**PROBLEMA PROPOSTO A**:
Transcreva tal e qual as linhas da listagem que começam na linha que contém "entry: man in plaid shirt" e seguem até à linha que contém "Trace every instance of the man", ambas incluídas.

== == ==

No presente, as políticas ocidentais para a educação não são, pelo menos no papel, substancialmente diferentes de país para país.
Tais políticas assentam num conjunto de pressupostos sobre o ensino e a aprendizagem, daí que quem o siga tenda a ver a realidade com os mesmos olhos, independente de ser português, espanhol, americano, ou canadiano.
Isto a propósito da opinião elogiosa que um especialista em tecnologia da Universidade de Toronto, de seu nome Don Tapscott, publicou num blogue sobre o sistema de ensino português, depois de ter visitado, em Abril, o nosso "modesto país para lá do Atlântico".
Escreveu ele que estamos a investir na "criação de um novo modelo de ensino", tendo-se pronunciado, em particular, sobre uma das medidas que o concretizam e que teve oportunidade de observar directamente: o uso de computadores individuais em sala de aula.
Há duas ou três afirmações deste especialista que, além de recorrentes, me parecem preocupantes.
Uma delas é a seguinte:
“Teachers facing a classroom of kids with laptops need to learn that they are no longer the expert in their domain; the Internet is”.

== == ==

**PROBLEMA PROPOSTO B**:
No excerto sobre políticas de educação, que medida o especialista teve oportunidade de observar diretamente?

== == ==

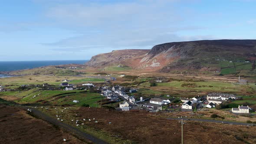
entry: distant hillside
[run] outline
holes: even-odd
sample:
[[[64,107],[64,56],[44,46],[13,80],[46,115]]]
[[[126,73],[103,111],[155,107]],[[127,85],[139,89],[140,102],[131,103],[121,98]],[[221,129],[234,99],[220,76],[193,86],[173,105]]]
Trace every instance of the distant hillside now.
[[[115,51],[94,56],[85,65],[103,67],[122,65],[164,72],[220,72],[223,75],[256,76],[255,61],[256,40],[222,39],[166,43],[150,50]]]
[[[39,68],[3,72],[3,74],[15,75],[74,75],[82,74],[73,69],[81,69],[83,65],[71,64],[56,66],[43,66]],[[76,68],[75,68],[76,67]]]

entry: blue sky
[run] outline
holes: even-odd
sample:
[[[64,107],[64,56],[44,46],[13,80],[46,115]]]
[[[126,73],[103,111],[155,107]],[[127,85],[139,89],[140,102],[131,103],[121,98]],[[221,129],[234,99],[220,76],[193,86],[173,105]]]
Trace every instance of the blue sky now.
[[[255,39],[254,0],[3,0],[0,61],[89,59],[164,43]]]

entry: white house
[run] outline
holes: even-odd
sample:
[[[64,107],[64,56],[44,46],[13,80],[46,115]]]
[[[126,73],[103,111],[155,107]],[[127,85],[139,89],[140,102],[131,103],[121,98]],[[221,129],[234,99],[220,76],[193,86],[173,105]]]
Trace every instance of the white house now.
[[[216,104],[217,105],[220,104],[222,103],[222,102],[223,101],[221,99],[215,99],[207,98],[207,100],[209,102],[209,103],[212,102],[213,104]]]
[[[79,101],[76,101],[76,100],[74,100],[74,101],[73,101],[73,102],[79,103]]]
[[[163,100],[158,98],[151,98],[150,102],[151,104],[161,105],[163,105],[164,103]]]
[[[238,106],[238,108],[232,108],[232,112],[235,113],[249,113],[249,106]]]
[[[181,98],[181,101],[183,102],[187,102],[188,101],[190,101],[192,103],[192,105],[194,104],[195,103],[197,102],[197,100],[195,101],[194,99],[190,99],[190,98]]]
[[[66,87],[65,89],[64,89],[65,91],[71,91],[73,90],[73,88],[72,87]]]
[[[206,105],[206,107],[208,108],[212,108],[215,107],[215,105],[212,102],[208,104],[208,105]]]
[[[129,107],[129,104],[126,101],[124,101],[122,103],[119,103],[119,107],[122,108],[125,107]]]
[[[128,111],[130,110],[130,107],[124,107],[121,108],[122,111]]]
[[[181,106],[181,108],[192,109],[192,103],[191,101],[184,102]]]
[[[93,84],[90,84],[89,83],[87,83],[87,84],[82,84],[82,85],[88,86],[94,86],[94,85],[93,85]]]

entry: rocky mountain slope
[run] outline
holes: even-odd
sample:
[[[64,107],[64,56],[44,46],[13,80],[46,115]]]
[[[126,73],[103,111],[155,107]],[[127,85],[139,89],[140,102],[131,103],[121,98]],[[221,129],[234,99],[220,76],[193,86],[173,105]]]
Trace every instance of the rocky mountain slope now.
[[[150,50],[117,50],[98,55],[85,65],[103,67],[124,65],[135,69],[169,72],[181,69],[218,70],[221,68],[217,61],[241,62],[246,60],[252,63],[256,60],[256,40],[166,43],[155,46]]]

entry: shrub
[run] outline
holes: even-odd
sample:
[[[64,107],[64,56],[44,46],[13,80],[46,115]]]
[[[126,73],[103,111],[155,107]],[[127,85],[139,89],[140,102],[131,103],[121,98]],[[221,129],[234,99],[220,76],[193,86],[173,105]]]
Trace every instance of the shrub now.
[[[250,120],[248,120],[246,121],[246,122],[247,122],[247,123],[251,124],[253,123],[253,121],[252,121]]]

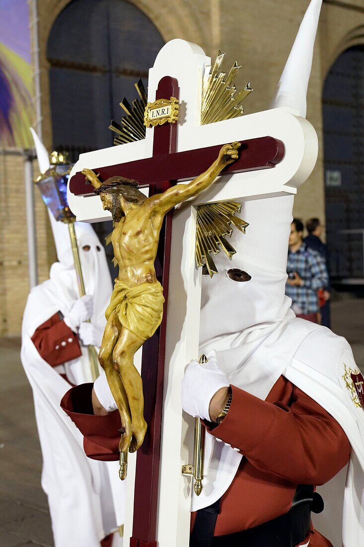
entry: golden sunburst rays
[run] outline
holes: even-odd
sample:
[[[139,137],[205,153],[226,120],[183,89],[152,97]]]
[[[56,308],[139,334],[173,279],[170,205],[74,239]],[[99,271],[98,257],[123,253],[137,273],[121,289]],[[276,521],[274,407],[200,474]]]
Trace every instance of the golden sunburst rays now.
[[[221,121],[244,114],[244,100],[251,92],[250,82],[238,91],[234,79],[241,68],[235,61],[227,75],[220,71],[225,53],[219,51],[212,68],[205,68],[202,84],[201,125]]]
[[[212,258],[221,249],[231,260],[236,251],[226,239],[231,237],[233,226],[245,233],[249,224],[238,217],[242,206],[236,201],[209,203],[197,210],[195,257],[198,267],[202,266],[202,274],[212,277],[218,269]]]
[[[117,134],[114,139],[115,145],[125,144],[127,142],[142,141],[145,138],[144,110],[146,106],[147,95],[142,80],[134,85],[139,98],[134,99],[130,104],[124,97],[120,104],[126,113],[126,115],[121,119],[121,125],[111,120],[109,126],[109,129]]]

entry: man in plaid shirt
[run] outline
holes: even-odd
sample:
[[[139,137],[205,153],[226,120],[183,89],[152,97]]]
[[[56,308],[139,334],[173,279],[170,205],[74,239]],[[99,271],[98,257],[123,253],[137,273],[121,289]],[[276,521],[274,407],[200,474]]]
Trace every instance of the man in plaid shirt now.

== == ==

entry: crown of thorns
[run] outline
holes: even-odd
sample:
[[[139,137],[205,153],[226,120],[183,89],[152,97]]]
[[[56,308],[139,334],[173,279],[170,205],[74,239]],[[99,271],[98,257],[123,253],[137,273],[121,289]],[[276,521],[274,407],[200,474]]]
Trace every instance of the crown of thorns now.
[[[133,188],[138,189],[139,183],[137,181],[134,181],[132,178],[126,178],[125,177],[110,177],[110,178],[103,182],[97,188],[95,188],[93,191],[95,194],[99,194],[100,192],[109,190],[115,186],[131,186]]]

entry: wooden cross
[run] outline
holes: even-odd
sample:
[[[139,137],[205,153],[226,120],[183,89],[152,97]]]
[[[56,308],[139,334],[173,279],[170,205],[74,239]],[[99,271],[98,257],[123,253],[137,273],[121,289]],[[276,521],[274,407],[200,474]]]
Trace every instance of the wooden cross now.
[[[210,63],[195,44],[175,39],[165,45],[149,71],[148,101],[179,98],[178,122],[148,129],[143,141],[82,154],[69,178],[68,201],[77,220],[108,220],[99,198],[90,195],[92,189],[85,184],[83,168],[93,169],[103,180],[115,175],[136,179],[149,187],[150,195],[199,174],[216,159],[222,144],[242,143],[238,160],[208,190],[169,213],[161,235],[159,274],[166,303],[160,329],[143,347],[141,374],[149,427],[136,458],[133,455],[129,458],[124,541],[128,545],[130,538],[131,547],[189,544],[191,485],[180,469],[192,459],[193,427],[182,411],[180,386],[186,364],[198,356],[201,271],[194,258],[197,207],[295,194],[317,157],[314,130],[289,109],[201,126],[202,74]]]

== == ==

**RESPOSTA REDIGIDA A**:
entry: man in plaid shirt
[run] outline
holes: even-odd
sample:
[[[139,137],[205,153],[226,120],[183,89],[152,97]]]
[[[56,308],[139,334],[173,279],[170,205],[74,239]],[[99,271],[98,257],[123,253],[137,273],[121,289]],[[276,521],[274,407],[200,474]]]
Trace every instance of the man in plaid shirt now.

**RESPOSTA REDIGIDA B**:
O uso de computadores individuais em sala de aula.